* **Instructions**
1. In the Kamo District text, in what year was the district separated from Suruga Province?
2. Reproduce everything in the Kamo District text from "- Higashiizu" down to "to Tagata District." without any changes.

* **Supplied text**
Kamo District (賀茂郡, Kamo-gun) is a rural district located in Shizuoka Prefecture, Japan. As of July 2012, the district has an estimated population of 47,001 and a population density of 97.9 persons per km^{2}. The total area was 479.97 km^{2}.

==Towns and villages==
Kamo District currently is composed of five towns. The city of Shimoda was formerly part of the district.

- Higashiizu
- Kawazu
- Matsuzaki
- Minamiizu
- Nishiizu

==History==

The district name is very ancient, and is mentioned in the Engishiki records. Kamo District was one of the original districts of Izu Province, having been separated from Suruga Province along with Tagata District in the cadastral reform of 680 AD.

Modern Kamo District was established in the July 22, 1878 cadastral reforms initiated by the Meiji government with one town (Shimoda) and 119 villages.

In a round of consolidation on April 1, 1889, this was reduced to 1 town and 26 villages. On June 1, 1891, Atami was raised to town status. However, on April 4, 1896, the area of the district was reduced by the transfer of Atami and nine villages to Tagata District.

* **Information supplied**
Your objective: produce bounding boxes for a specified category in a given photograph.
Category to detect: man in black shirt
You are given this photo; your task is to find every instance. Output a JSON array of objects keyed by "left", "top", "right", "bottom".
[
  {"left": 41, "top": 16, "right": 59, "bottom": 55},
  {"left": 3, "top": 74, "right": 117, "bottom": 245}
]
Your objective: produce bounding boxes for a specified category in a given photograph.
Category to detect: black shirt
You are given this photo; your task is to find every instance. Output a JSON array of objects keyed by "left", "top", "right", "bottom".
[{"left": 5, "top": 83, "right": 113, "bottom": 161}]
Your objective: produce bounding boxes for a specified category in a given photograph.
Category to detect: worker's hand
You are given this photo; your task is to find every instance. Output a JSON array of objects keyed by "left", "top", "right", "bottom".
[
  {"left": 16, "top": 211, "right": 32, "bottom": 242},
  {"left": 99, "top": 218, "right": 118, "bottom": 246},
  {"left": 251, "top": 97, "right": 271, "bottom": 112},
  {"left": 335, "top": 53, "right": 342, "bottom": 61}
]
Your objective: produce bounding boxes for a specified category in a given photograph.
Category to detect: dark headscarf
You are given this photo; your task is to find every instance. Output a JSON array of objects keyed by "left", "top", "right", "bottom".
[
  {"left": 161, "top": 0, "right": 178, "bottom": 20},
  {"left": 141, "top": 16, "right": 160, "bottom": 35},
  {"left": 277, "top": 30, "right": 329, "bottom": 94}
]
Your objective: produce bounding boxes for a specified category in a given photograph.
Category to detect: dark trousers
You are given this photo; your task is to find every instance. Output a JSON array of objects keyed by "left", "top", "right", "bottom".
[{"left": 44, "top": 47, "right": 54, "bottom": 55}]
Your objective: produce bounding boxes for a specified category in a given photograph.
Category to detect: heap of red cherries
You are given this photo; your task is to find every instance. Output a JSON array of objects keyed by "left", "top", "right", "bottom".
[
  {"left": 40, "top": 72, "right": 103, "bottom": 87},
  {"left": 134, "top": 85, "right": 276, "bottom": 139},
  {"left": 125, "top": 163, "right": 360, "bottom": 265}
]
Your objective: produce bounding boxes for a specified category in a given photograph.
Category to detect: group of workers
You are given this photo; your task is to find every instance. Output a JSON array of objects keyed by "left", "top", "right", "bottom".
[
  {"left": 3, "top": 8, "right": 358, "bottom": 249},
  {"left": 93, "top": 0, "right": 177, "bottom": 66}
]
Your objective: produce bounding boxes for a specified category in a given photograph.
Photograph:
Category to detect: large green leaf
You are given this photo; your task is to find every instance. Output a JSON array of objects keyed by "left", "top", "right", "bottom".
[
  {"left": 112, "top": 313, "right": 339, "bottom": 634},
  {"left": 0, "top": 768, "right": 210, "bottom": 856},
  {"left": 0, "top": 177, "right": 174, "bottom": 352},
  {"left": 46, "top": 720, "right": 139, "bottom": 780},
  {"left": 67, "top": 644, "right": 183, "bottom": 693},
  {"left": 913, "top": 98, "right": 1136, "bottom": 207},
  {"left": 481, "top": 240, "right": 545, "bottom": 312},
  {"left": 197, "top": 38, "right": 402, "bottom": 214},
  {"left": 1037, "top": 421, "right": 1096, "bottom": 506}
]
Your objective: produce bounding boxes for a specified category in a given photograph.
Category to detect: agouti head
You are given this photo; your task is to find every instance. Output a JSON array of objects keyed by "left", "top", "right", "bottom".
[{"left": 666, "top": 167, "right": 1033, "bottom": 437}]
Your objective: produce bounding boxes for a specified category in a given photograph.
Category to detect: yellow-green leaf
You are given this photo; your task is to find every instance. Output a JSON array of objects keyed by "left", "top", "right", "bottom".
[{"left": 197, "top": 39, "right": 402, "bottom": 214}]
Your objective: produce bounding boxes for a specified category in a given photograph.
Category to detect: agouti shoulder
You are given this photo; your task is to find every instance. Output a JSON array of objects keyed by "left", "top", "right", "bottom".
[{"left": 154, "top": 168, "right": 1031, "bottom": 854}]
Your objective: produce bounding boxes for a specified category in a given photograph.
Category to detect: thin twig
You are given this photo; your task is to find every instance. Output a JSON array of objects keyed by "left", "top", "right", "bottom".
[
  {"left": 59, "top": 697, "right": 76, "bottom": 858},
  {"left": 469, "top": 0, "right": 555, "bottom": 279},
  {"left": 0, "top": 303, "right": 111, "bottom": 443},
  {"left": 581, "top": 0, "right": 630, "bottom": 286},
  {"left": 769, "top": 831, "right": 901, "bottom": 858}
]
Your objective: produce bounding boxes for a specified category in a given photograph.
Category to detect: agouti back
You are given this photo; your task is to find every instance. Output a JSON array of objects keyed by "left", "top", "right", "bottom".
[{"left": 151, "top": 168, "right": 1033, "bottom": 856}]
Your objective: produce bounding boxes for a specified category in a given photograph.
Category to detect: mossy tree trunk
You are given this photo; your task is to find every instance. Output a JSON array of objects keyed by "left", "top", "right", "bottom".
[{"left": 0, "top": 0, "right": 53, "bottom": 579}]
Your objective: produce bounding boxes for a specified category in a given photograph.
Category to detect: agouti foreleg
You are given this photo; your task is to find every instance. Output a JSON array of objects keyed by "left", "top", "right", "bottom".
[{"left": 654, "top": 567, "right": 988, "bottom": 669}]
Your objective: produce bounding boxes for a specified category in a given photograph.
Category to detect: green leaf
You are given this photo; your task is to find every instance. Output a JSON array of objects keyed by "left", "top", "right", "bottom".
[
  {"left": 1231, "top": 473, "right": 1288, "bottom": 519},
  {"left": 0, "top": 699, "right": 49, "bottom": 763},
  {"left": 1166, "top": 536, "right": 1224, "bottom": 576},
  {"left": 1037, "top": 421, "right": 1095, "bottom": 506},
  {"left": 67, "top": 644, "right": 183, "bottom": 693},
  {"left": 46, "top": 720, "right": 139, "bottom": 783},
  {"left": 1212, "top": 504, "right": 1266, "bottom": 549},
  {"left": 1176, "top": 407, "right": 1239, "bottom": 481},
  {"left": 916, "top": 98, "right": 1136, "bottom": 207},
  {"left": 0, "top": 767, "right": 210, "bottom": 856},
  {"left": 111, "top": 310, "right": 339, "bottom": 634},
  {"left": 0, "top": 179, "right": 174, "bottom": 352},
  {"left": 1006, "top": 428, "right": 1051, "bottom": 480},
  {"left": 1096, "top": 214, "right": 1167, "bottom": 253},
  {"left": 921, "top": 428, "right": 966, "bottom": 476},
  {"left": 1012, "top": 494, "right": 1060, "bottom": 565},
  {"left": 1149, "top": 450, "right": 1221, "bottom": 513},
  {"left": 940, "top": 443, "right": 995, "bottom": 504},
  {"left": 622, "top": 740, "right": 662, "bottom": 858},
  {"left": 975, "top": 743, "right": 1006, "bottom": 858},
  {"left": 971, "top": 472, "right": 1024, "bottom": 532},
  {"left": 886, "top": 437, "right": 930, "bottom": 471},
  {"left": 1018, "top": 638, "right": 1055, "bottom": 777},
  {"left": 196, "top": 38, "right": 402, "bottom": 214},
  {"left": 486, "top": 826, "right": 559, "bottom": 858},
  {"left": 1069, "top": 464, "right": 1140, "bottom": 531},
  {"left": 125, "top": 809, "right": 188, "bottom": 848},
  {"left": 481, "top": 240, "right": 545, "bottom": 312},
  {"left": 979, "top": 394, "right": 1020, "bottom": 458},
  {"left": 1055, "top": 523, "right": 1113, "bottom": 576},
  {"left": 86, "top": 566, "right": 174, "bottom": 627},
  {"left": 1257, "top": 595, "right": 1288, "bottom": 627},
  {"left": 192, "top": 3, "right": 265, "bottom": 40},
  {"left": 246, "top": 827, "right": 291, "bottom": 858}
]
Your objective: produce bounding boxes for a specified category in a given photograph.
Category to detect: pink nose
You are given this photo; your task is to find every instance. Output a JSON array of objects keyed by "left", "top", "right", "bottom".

* **Replies**
1. 680 AD

2.
- Higashiizu
- Kawazu
- Matsuzaki
- Minamiizu
- Nishiizu

==History==

The district name is very ancient, and is mentioned in the Engishiki records. Kamo District was one of the original districts of Izu Province, having been separated from Suruga Province along with Tagata District in the cadastral reform of 680 AD.

Modern Kamo District was established in the July 22, 1878 cadastral reforms initiated by the Meiji government with one town (Shimoda) and 119 villages.

In a round of consolidation on April 1, 1889, this was reduced to 1 town and 26 villages. On June 1, 1891, Atami was raised to town status. However, on April 4, 1896, the area of the district was reduced by the transfer of Atami and nine villages to Tagata District.